Stored data entries:
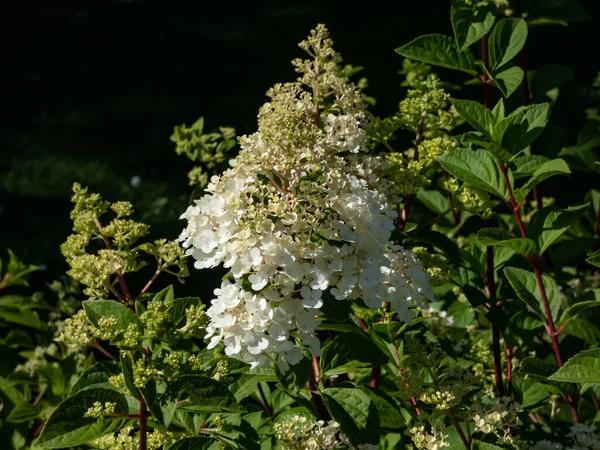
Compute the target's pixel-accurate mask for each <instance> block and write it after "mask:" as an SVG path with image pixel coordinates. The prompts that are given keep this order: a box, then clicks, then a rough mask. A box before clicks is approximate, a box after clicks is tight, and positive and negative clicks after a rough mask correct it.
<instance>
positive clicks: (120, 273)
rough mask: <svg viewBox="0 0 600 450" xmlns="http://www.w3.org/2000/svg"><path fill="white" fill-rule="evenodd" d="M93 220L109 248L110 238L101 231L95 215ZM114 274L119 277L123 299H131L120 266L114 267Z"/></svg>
mask: <svg viewBox="0 0 600 450" xmlns="http://www.w3.org/2000/svg"><path fill="white" fill-rule="evenodd" d="M94 222H95V223H96V227H97V228H98V232H99V233H100V237H101V238H102V240H103V241H104V245H105V246H106V248H107V249H109V250H111V249H112V244H111V243H110V239H108V237H106V236H105V235H104V233H102V224H101V223H100V221H99V220H98V218H97V217H96V218H95V219H94ZM115 274H116V275H117V278H118V279H119V284H120V285H121V290H122V291H123V295H124V296H125V300H131V294H130V293H129V288H128V287H127V283H125V277H124V276H123V272H121V268H120V267H117V268H116V269H115Z"/></svg>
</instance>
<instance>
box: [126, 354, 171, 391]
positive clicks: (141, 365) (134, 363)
mask: <svg viewBox="0 0 600 450" xmlns="http://www.w3.org/2000/svg"><path fill="white" fill-rule="evenodd" d="M163 374H164V373H163V372H162V371H160V370H158V369H157V368H156V367H154V366H153V365H152V364H151V363H150V362H146V361H144V360H141V359H138V360H137V361H135V363H134V365H133V384H134V385H135V387H138V388H143V387H144V386H146V384H148V382H149V381H150V380H152V379H154V378H157V377H159V376H161V375H163Z"/></svg>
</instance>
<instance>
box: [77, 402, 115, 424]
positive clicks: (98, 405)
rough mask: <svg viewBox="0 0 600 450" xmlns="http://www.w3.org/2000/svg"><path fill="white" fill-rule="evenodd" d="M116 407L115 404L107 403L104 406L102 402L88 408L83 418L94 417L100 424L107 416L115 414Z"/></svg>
mask: <svg viewBox="0 0 600 450" xmlns="http://www.w3.org/2000/svg"><path fill="white" fill-rule="evenodd" d="M116 406H117V404H116V403H114V402H105V403H104V405H103V404H102V403H101V402H94V405H93V406H92V407H90V408H88V410H87V411H86V412H85V414H84V415H83V417H93V418H95V419H98V422H102V421H103V420H104V418H105V417H106V416H109V415H111V414H112V413H114V412H115V407H116Z"/></svg>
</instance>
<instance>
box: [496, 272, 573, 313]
mask: <svg viewBox="0 0 600 450" xmlns="http://www.w3.org/2000/svg"><path fill="white" fill-rule="evenodd" d="M507 270H509V271H510V272H511V273H512V276H513V277H516V278H518V280H519V281H520V283H522V284H523V285H524V286H525V288H526V289H527V291H528V293H529V294H530V295H531V293H533V297H534V298H535V299H536V300H537V303H538V307H539V309H540V311H545V309H544V302H543V300H542V294H541V293H540V289H539V286H538V283H537V280H536V278H535V274H534V273H532V272H529V271H527V270H523V269H517V268H515V267H510V268H507V269H504V273H505V274H506V271H507ZM509 282H510V279H509ZM542 282H543V284H544V288H545V291H546V296H547V298H548V304H549V306H550V312H551V314H552V319H553V320H554V321H556V320H557V319H558V313H559V312H560V305H561V304H562V294H561V293H560V288H559V287H558V285H557V284H556V282H555V281H554V279H553V278H552V277H549V276H548V275H542ZM511 285H512V282H511ZM513 287H514V286H513ZM543 317H544V319H545V317H546V315H545V314H544V315H543Z"/></svg>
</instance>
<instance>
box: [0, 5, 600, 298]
mask: <svg viewBox="0 0 600 450" xmlns="http://www.w3.org/2000/svg"><path fill="white" fill-rule="evenodd" d="M580 3H581V5H582V6H583V7H584V8H585V9H586V11H587V12H588V13H589V14H590V16H591V17H592V18H593V19H592V20H590V21H587V22H583V23H578V24H574V25H572V26H571V27H570V28H567V27H562V26H545V27H540V28H534V29H532V30H530V37H529V40H528V66H529V67H530V68H536V67H538V66H540V65H543V64H548V63H558V64H564V65H568V66H571V67H573V68H574V69H575V77H574V80H573V82H572V83H571V84H570V85H569V87H567V89H566V90H564V91H563V92H561V100H560V101H561V102H563V104H562V108H561V109H560V112H559V113H558V114H560V116H559V117H558V119H560V120H561V121H562V123H563V126H566V129H567V132H568V134H569V137H572V136H574V135H576V133H577V131H578V129H579V128H580V126H581V124H582V122H583V117H584V116H583V110H584V108H585V106H586V102H588V101H589V100H588V95H587V93H588V87H589V85H590V84H591V82H592V80H593V78H594V76H595V74H596V73H597V71H598V70H599V69H600V59H599V58H598V44H600V37H599V36H600V35H599V34H598V25H599V22H598V20H597V18H598V17H599V14H598V12H599V10H600V5H599V4H598V3H600V2H598V1H597V0H587V1H581V2H580ZM449 4H450V2H449V1H447V0H421V1H411V2H409V1H399V0H397V1H391V0H388V1H383V0H380V1H371V2H349V1H306V2H298V1H293V2H285V1H270V2H269V1H262V2H239V3H238V2H235V3H234V2H224V1H221V2H203V1H181V0H169V1H167V0H138V1H136V0H131V1H123V0H121V1H119V0H88V1H57V0H44V1H28V2H24V3H23V9H22V11H21V13H22V17H20V16H19V17H16V19H17V20H16V22H15V23H16V30H17V31H16V34H14V35H13V38H14V41H15V42H16V43H17V45H16V48H13V49H12V50H13V51H15V56H17V58H16V59H15V61H16V63H14V64H7V65H6V66H5V67H4V69H3V75H2V77H3V78H4V79H5V81H4V82H3V83H2V84H1V88H0V89H1V98H2V102H1V108H2V122H1V125H0V145H1V148H2V158H1V160H0V230H1V232H0V251H1V252H2V253H3V254H5V253H4V252H5V250H4V249H6V248H11V249H12V250H13V251H15V252H16V253H17V254H18V255H19V256H20V257H21V258H22V259H24V260H25V261H26V262H29V263H34V264H43V265H46V266H47V267H48V270H47V278H49V279H50V278H52V277H54V276H56V275H57V274H59V273H61V272H63V271H64V269H65V268H66V265H65V263H64V261H63V258H62V257H61V255H60V252H59V245H60V244H61V243H62V242H63V241H64V239H65V238H66V236H67V235H68V234H69V232H70V228H71V223H70V220H69V217H68V215H69V210H70V206H71V205H70V203H69V196H70V189H71V185H72V184H73V182H75V181H79V182H80V183H82V184H83V185H87V186H89V188H90V190H91V191H96V192H99V193H101V194H102V195H103V196H105V197H106V198H107V199H109V200H117V199H120V200H131V201H132V202H133V203H134V206H136V209H137V212H138V213H139V214H138V216H137V217H138V218H142V219H144V220H145V221H147V222H149V223H150V224H151V225H152V231H153V234H154V235H155V236H157V237H158V236H160V237H169V238H174V237H176V236H177V234H178V233H179V231H180V229H181V228H182V226H183V224H182V223H180V222H178V216H179V214H181V212H183V210H184V209H185V207H186V205H187V202H188V198H189V193H190V188H189V187H188V185H187V178H186V173H187V172H188V170H189V169H190V168H191V164H190V162H189V161H187V160H186V159H185V158H183V157H178V156H177V155H175V153H174V151H173V145H172V143H171V142H170V141H169V137H170V135H171V133H172V130H173V126H174V125H178V124H181V123H184V122H185V123H187V124H188V125H190V124H191V123H193V122H194V121H195V120H196V119H197V118H198V117H200V116H204V117H205V119H206V124H207V126H208V128H216V127H218V126H220V125H230V126H234V127H235V128H237V130H238V133H240V134H241V133H249V132H253V131H254V130H255V127H256V113H257V110H258V108H259V106H260V105H261V104H262V103H263V102H264V101H265V97H264V93H265V91H266V90H267V89H268V88H269V87H270V86H271V85H273V84H274V83H275V82H279V81H288V80H292V79H294V78H295V73H294V71H293V67H292V66H291V65H290V61H291V59H293V58H294V57H297V56H302V53H301V51H300V49H299V48H298V47H297V43H298V42H299V41H300V40H302V39H303V38H304V37H305V36H306V35H307V34H308V32H309V30H310V29H311V28H312V27H314V26H315V25H316V24H317V23H325V24H327V25H328V27H329V28H330V31H331V35H332V38H333V39H334V42H335V45H336V48H337V49H338V51H339V52H341V54H342V56H343V57H344V59H345V62H346V63H349V64H353V65H355V66H364V67H365V69H364V71H363V73H362V75H363V76H365V77H367V78H368V79H369V82H370V88H369V90H368V91H367V92H368V94H370V95H372V96H373V97H375V98H376V99H377V106H376V107H375V108H374V111H375V112H376V113H378V114H390V113H392V112H394V111H395V110H396V108H397V104H398V102H399V101H400V100H401V96H402V92H403V89H402V88H400V81H401V76H399V75H398V73H397V72H398V70H399V69H400V68H401V66H402V58H401V57H400V56H399V55H397V54H396V53H394V49H395V48H396V47H398V46H400V45H402V44H404V43H406V42H408V41H409V40H411V39H413V38H415V37H417V36H419V35H422V34H426V33H433V32H435V33H445V34H451V32H452V31H451V27H450V21H449V17H448V16H449ZM8 20H9V21H10V17H9V18H8ZM13 25H15V24H13ZM439 73H440V74H441V75H442V77H444V78H445V79H450V80H451V81H455V82H462V81H465V79H464V78H463V77H461V76H456V75H455V74H453V73H449V72H439ZM469 89H474V88H469ZM468 92H469V91H468V90H467V93H468ZM564 187H565V186H562V188H564ZM198 280H199V278H198V277H196V281H194V280H191V281H190V283H191V284H192V286H190V289H192V288H193V284H194V283H197V282H198Z"/></svg>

→ **EXERCISE REQUIREMENTS**: Copy out nothing but the lines from the beginning of the records through the one that contains "positive clicks: (98, 405)". Skip the pictures.

→ **SOLUTION TO THIS TASK**:
Compute the target's pixel-accurate mask for each <instance> block and write it after "mask:" as an SVG path with image pixel coordinates. The prompts that are given keep this order: a box, then clicks, then a rough mask. A box before clicks is approximate, a box after clicks is tight, and positive and negative clicks after a rough mask correct it.
<instance>
positive clicks: (120, 273)
rough mask: <svg viewBox="0 0 600 450" xmlns="http://www.w3.org/2000/svg"><path fill="white" fill-rule="evenodd" d="M93 220L109 248L110 238L101 231L95 215ZM114 274L119 277L123 299H131L120 266L114 267Z"/></svg>
mask: <svg viewBox="0 0 600 450" xmlns="http://www.w3.org/2000/svg"><path fill="white" fill-rule="evenodd" d="M94 222H95V223H96V227H97V228H98V232H99V233H100V237H101V238H102V240H103V241H104V245H105V246H106V248H107V249H109V250H111V249H112V244H111V243H110V239H108V237H106V236H105V235H104V233H102V224H101V223H100V221H99V220H98V218H97V217H96V218H95V219H94ZM115 274H116V275H117V278H118V279H119V284H120V285H121V290H122V291H123V295H124V296H125V300H131V294H130V293H129V288H128V287H127V283H125V277H124V276H123V272H121V268H120V267H117V268H116V269H115Z"/></svg>
</instance>
<instance>
box: [126, 354, 171, 391]
positive clicks: (141, 365) (134, 363)
mask: <svg viewBox="0 0 600 450" xmlns="http://www.w3.org/2000/svg"><path fill="white" fill-rule="evenodd" d="M163 374H164V373H163V372H162V371H160V370H158V369H157V368H156V367H154V366H153V365H152V364H151V363H150V362H146V361H144V360H141V359H138V360H137V361H135V363H134V365H133V384H134V385H135V387H138V388H143V387H144V386H146V384H148V382H149V381H150V380H152V379H154V378H157V377H159V376H161V375H163Z"/></svg>
</instance>
<instance>
box: [77, 402, 115, 424]
positive clicks: (98, 405)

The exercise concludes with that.